Lay out the lines of the listing below as a JSON list of strings, one string per line with blank lines omitted, starting at the line containing "The component shall point out each instance of the city" and ending at the line containing "point(184, 234)", both included.

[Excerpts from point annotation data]
# # #

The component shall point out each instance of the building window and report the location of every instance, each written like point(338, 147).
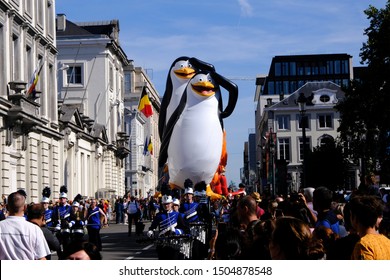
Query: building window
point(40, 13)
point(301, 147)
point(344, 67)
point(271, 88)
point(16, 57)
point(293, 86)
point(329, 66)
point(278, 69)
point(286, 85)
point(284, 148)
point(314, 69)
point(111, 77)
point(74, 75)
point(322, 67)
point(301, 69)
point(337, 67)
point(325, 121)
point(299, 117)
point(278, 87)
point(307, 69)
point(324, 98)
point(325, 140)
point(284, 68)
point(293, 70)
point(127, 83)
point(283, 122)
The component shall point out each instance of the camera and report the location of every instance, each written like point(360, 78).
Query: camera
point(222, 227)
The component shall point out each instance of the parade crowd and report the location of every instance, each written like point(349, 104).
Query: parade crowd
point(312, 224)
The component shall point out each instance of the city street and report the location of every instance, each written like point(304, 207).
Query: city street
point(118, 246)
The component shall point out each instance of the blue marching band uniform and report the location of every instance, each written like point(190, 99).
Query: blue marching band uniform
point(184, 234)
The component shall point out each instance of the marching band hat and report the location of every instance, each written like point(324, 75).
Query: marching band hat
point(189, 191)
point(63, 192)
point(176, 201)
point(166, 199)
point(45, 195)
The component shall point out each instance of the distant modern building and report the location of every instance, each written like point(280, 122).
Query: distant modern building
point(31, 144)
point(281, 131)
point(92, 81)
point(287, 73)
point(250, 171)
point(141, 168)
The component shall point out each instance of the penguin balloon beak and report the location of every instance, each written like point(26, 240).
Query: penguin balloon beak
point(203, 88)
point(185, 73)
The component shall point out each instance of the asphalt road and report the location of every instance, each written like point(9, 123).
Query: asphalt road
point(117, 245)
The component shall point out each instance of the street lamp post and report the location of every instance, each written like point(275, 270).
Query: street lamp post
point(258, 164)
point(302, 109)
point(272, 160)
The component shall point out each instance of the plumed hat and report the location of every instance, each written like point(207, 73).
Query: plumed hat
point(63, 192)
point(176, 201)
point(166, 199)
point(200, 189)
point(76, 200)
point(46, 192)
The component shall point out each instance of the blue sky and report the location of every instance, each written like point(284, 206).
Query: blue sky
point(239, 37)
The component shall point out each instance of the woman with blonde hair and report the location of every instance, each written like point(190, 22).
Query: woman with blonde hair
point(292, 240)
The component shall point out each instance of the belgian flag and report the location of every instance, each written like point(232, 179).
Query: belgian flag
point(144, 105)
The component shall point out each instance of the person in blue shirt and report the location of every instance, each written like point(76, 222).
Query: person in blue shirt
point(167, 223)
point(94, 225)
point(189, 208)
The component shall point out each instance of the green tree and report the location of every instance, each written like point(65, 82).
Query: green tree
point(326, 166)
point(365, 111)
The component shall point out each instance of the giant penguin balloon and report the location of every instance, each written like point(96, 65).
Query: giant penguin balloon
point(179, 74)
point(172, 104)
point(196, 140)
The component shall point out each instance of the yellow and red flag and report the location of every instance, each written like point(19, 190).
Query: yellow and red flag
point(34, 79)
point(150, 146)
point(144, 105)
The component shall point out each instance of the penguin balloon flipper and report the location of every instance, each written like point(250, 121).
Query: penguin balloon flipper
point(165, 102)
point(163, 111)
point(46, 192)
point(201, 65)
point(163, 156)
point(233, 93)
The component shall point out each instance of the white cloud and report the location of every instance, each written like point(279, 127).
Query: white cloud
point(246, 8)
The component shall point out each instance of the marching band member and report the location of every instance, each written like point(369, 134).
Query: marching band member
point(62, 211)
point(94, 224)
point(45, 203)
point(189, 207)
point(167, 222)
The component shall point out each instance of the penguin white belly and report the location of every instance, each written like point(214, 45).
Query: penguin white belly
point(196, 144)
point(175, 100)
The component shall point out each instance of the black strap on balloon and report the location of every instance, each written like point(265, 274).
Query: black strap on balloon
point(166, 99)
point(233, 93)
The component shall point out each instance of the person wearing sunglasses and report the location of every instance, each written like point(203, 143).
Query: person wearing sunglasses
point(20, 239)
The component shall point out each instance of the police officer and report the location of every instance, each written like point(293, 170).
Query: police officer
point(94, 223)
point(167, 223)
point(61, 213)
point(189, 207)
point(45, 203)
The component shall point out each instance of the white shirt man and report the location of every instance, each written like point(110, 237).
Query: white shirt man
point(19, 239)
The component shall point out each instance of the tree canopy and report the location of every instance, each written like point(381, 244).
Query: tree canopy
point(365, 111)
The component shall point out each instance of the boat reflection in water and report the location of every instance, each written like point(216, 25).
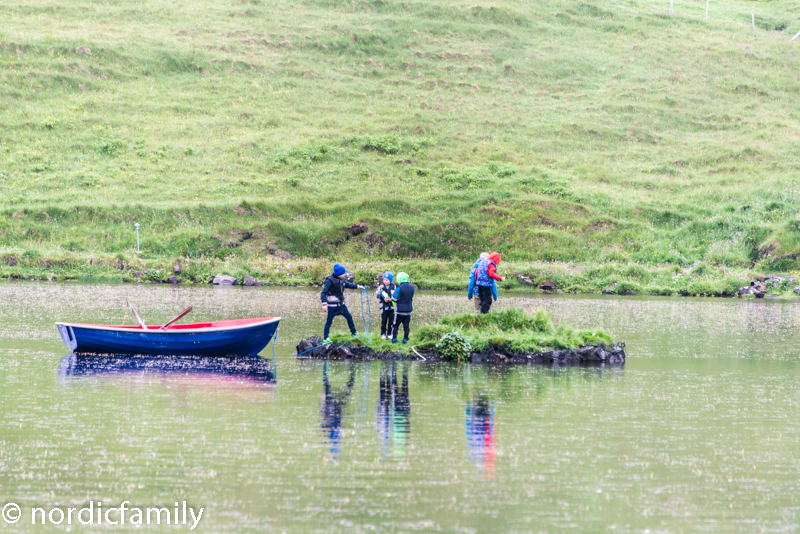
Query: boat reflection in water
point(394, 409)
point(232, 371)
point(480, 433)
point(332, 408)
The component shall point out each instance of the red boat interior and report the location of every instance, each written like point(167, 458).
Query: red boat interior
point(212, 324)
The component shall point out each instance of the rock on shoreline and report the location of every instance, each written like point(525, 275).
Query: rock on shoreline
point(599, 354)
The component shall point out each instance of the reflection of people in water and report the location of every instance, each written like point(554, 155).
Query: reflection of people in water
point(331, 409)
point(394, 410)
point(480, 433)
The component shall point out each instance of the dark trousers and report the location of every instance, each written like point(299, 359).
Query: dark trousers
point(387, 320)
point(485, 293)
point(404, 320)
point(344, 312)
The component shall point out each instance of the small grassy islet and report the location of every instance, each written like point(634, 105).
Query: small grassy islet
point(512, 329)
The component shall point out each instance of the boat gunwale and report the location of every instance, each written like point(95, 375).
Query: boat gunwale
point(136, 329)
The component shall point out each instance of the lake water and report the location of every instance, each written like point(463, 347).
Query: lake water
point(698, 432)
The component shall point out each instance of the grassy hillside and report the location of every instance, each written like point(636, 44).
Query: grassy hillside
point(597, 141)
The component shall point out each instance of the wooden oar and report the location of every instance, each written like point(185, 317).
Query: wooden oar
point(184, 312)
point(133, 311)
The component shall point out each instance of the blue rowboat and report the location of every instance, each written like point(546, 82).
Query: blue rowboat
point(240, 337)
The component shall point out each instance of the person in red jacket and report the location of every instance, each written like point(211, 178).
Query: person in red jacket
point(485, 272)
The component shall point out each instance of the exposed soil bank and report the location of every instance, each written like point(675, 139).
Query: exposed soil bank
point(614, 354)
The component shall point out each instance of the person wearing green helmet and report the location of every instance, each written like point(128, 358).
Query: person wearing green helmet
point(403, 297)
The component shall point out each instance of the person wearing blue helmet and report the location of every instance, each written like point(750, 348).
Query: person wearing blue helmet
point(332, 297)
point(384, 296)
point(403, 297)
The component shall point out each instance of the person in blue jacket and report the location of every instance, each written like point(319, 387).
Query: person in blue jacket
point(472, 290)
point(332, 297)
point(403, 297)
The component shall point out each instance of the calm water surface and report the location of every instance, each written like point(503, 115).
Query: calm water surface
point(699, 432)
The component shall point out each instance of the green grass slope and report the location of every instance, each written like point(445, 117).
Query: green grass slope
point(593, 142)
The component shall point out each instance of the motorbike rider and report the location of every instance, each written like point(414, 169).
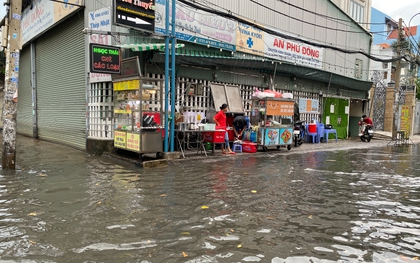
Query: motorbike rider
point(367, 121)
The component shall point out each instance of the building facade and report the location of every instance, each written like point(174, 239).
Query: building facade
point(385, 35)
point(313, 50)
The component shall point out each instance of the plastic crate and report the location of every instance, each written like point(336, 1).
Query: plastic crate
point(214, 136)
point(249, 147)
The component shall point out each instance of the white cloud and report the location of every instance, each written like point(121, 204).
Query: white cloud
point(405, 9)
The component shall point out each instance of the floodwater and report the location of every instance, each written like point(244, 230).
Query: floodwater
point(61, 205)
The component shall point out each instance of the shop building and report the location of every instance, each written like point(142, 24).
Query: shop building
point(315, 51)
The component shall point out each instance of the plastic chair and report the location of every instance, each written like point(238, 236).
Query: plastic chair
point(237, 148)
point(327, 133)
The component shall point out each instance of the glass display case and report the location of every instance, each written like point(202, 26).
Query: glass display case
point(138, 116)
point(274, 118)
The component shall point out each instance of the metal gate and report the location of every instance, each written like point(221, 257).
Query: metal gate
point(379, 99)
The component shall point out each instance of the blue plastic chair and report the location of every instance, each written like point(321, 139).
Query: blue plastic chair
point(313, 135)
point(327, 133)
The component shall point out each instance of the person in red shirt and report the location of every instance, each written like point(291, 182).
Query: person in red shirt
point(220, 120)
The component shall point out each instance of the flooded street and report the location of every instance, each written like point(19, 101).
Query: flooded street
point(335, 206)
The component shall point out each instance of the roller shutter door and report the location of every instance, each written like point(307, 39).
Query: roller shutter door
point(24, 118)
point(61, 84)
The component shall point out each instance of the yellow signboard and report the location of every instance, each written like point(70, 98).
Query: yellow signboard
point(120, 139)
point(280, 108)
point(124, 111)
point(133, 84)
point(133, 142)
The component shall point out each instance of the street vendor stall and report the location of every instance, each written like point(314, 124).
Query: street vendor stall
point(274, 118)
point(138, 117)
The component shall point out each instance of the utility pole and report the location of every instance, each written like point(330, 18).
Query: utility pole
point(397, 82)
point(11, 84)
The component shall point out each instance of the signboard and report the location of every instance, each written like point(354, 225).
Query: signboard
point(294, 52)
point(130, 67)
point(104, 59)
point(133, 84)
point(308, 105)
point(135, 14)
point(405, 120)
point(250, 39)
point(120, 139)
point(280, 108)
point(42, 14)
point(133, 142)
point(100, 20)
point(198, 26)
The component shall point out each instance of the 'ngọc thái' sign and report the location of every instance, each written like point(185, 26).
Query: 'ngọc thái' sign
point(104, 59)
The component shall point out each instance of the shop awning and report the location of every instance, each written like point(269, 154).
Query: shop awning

# # #

» Solution below
[
  "The component shall point out each instance of the city street and report the location of every instance, each written like point(304, 207).",
  "Query: city street",
  "point(118, 246)",
  "The component shall point out each instance of the blue marching band uniform and report the location of every instance, each written like point(190, 99).",
  "Query: blue marching band uniform",
  "point(184, 234)"
]